WHAT YOU WILL DO:
Everything in the data must be repeated exactly, apart from the pictures, which are left out.

INFORMATION:
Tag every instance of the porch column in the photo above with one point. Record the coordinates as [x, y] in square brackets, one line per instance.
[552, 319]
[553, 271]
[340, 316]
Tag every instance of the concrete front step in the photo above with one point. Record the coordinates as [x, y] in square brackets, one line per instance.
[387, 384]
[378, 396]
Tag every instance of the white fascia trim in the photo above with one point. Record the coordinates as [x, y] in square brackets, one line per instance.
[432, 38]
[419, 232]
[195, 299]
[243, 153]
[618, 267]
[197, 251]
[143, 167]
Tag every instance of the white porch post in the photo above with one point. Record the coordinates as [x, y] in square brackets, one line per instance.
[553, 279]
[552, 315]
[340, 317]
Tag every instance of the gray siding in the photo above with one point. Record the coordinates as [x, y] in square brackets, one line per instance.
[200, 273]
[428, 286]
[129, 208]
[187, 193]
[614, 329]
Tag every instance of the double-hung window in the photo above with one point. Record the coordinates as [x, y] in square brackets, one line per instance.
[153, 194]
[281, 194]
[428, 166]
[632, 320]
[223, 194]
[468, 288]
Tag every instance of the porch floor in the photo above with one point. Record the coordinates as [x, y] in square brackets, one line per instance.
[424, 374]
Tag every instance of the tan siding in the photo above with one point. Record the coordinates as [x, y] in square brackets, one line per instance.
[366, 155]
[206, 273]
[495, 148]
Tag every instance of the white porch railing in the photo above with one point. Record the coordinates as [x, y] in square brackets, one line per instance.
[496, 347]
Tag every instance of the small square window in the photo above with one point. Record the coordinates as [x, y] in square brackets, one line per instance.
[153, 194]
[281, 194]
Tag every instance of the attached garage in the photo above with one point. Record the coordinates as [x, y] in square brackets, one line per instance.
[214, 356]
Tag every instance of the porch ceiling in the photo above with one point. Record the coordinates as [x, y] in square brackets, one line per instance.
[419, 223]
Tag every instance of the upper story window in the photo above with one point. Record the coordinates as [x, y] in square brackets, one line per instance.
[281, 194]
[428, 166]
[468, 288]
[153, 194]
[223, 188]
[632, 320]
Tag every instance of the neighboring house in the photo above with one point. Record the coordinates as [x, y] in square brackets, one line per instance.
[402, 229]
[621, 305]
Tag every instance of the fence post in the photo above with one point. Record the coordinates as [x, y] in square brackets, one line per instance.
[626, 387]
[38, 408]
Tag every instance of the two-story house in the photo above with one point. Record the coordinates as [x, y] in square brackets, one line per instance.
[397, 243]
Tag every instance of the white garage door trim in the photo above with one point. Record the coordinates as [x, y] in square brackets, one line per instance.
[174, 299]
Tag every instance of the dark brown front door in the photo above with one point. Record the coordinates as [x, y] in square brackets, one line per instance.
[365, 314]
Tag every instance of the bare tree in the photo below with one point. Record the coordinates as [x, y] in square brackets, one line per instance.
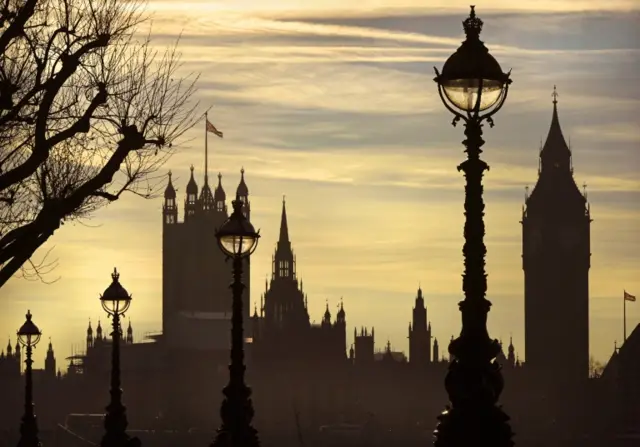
[595, 368]
[87, 111]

TASK OUTPUT:
Tag every instance of the porch column in the photo above with one point. Record the coordinates as [x, y] in square brackets, one line per instance.
[552, 319]
[553, 271]
[340, 316]
Tag every instance of the concrete front step in the photo above with one point. Record the coordinates as [x, y] in square brackets, one line per instance.
[387, 384]
[378, 396]
Tag every instance of the white fascia trim in the photo above with one point. Record the coordinates as [x, y] in square brackets, one line per instance.
[432, 38]
[419, 232]
[195, 299]
[243, 153]
[618, 267]
[197, 251]
[143, 167]
Tag every instance of the white porch post in the photo above with one point. Record the coordinates as [x, y] in square brackets, one line per instance.
[553, 279]
[552, 315]
[340, 317]
Tag every instance of the gray siding in the photo above with one point. Record the coordinates as [x, y] in square brackets, one line per instance.
[200, 273]
[428, 286]
[129, 208]
[187, 193]
[614, 329]
Tag every instance of the double-hung window in the photo above with one point. Record the coordinates as [x, y] in square brackets, one line per instance.
[153, 194]
[281, 194]
[428, 166]
[632, 320]
[223, 194]
[468, 288]
Tag every instance of the porch floor in the photo above with one point. Record the coordinates as [x, y] in square brackets, one line per instance.
[424, 374]
Tag every instance of the tan siding in the photo above with one point. Record the coordinates as [x, y] in square brackets, one line per instance.
[366, 155]
[206, 273]
[495, 148]
Tag every instance of the white porch railing in the photo above with one point. Record the coordinates as [x, y] in square brackets, one line per instance.
[496, 347]
Tag every instance of the small square window in the photo above with one point. Record the coordinates as [x, y] in square brackets, one line per instance.
[153, 194]
[281, 194]
Tag every instance of the attached garage in the photo above with one point. Record the coordinates as [x, y] in square brackets, one line per instance.
[214, 356]
Tag every instance of the porch ceiling in the photo above with one point. Record the coordinates as [x, y] in square brackets, one line per instance.
[419, 223]
Tag every instance of the upper story window in the photo above with one point. Record the coordinates as [x, y] in square brackets, one line per instance.
[281, 194]
[428, 166]
[468, 288]
[153, 194]
[223, 188]
[632, 320]
Tag every instance of the neighboring house in the photo above with one point. Record the coordinates as [x, y] in square brackets, one line per instance.
[402, 229]
[621, 305]
Tag every instance of the fence post in the photo above with one point. Record the coordinates as [x, y] in square brackets, one line per instance.
[626, 387]
[38, 408]
Tag every instance of the two-story house in the photo above with one point. Record the coordinates as [x, y] in square brackets, one line per instance.
[397, 243]
Tag every instance of the white garage door trim in the photo above with one point. Record the coordinates as [x, y] in square brackets, one line per instance.
[174, 299]
Tag every instance of the dark brown front door in the photo above with one point. Record the coordinates as [x, y] in square brackets, one line per instance.
[365, 314]
Tag every instance of the bare tree in the photo below with one point. Record the coordinates as [x, y] in square brackets, one line per instance.
[595, 368]
[87, 111]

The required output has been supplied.